What this task involves ▸ For this exercise, transcribe all the records below exactly.

Excerpted records ▸
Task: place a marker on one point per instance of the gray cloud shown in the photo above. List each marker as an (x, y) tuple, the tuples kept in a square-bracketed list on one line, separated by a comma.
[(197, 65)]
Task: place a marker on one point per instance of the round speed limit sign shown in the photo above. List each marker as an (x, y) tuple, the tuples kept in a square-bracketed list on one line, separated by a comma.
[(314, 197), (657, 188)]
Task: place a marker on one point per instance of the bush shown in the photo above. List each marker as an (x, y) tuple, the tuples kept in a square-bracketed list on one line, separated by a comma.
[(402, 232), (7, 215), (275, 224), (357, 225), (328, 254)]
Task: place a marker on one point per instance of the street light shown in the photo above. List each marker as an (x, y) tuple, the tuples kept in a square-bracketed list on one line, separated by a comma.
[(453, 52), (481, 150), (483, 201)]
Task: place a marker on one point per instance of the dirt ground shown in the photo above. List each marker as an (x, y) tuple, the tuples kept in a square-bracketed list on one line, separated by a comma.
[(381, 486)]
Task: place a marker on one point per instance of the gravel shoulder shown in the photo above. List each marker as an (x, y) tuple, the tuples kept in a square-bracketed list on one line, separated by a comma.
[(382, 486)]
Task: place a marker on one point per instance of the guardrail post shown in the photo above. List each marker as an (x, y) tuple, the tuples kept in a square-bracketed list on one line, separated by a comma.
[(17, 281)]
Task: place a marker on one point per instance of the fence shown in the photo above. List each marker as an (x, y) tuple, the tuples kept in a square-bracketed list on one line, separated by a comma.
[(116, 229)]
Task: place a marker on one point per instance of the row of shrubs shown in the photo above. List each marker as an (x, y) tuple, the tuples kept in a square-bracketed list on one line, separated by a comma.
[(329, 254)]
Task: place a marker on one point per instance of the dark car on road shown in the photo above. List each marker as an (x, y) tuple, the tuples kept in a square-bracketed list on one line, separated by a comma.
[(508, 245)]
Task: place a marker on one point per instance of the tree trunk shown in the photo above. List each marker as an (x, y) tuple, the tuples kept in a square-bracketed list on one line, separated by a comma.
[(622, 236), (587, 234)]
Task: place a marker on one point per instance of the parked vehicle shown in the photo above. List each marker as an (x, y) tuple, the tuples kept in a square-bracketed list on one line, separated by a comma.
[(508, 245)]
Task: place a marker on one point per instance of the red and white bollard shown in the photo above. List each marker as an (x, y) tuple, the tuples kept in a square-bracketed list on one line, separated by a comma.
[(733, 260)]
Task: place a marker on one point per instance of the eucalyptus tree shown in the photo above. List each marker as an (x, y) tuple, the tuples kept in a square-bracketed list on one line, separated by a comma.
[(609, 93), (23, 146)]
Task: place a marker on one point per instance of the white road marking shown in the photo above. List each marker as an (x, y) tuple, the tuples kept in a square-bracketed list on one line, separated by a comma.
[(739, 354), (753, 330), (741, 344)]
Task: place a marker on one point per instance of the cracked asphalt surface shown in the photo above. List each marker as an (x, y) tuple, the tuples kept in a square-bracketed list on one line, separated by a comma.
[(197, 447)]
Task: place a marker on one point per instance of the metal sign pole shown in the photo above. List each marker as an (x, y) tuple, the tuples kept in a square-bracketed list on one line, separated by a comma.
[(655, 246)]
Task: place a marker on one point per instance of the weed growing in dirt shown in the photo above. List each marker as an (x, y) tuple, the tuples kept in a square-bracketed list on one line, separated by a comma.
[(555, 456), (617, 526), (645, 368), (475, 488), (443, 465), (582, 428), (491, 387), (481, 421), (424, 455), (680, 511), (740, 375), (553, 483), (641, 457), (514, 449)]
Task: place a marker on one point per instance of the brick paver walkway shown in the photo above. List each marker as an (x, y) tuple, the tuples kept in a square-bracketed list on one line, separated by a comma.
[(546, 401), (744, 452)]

Solution for this task ▸
Task: place a marker on one point per instance of the gray cloud shown in the photo above. List each marker as an (x, y) tuple, the tuples kept in a square-bracketed list on one line, separated by a comma.
[(197, 65)]
Task: place a marker on one point per instance of the round speed limit sign shown in the photo above. List each marker as an (x, y) tuple, the tuples kept in a square-bracketed list on one line, separated by a comma.
[(314, 197), (657, 188)]
Task: place a marker on one point per instance of the bush shown in the photo above. List each marker as an (x, y) tuple, the tuples kept in a square-bracketed list on one line, separated by a comma.
[(402, 232), (7, 215), (275, 224), (357, 225), (328, 254)]
Task: place a marker on one point per instance of the street light shown in the photo above. List each marker as an (x, y) tuple, the tuples kept in a square-bracketed list on one line, separated by a comma.
[(453, 52), (481, 150), (483, 201)]
Task: place a marker on one point per instance of the dirt ground shown in the photo above. List each marker as an (x, y) tuple, the tuples kept in a square-bracketed list on one line, separated by a comma.
[(381, 486)]
Task: place a marker on one point per instance of the gravel shoulder shown in the photo above. List each marker as an (x, y) tuple, the tuples kept in a square-bracketed list on one line, separated by a comma.
[(382, 486)]
Task: place a marker on one point per instance of the guardrail post shown in the photo above. List each marker as an (x, y) tuple, the tuples kept in a square-bracketed list on one line, separated by a comma.
[(17, 281)]
Task: place a marker on one point per instance of the fence shown in the photo above. List each marker as an (x, y) tuple, the tuples kept in a square-bracketed list on one line, separated by a comma.
[(116, 229)]
Task: place a marker on one point per instance of the row of shrubs shown in the photo above. List each marker as an (x, y) tuple, the tuples kept in a square-bracketed list on one line, separated by a comma.
[(329, 254)]
Task: place a marker on one point per instance of the dark car on road shown in the photo above. List each marker as an (x, y) tuple, the tuples kept in a square-bracketed list on one line, separated by a comma.
[(508, 245)]
Task: place a marker on one point per instance of the tree trunk shown in the photo above. List each marker as an (x, y) tuple, the tuples kept in a square-bracketed list on one line, separated by a comma.
[(622, 236), (587, 234)]
Task: place a marker on one point per instance of the parked vehicle shown in the photo above. List each marker as an (x, y) tuple, the tuples kept in a square-bracketed list on one line, separated by a comma.
[(508, 245)]
Task: place a marker on one point per instance of the red and white bollard shown in the photo above. List each marker as an (x, y) tuple, the tuples kept in a square-bracketed list on one line, separated by a comma.
[(733, 260)]
Task: place a marker on one point per instance of the eucalyptus tree shown in the photo above. List each marker as an (x, y) tuple, the tuples kept in a square-bracketed list on one line, separated by a comma.
[(609, 93), (23, 146)]
Task: place a marker on one point per instance of the white road marking shown in the photo above. List each marker as an (x, y) tuple, the tuples kept in a square-bracketed list on one line, separated by a comma.
[(739, 354), (753, 330), (741, 344)]
Task: place a marker on one point per instance of the cracked asphalt surface shown in the photo above. List each marker as an (x, y) tuple, the tuples kept in a square-bracketed list on one line, separated by a comma.
[(197, 447)]
Task: place a marker on one point per instance of the metal sign pole shown in the photo above. List each marker as an (x, y) tuple, the tuples kept in a square-bracketed list on one line, separated by a comma.
[(655, 246)]
Task: place a marker on one point per instance of the weed growing in dirt shown in the photo above. List each marker as an (x, y) tuple, the tuples kept in a square-bracketed list on one line, separated by a comma.
[(555, 456), (617, 526), (645, 368), (475, 488), (443, 465), (582, 428), (491, 387), (481, 421), (424, 455), (680, 511), (740, 375), (553, 483), (641, 457), (514, 449)]
Task: place a marker on one point per instance of the brick paver walkway shown in the photo above. List each marker as an (x, y) tuple, the tuples kept in a square-bracketed list on one line, separated by a comma.
[(546, 401), (744, 452)]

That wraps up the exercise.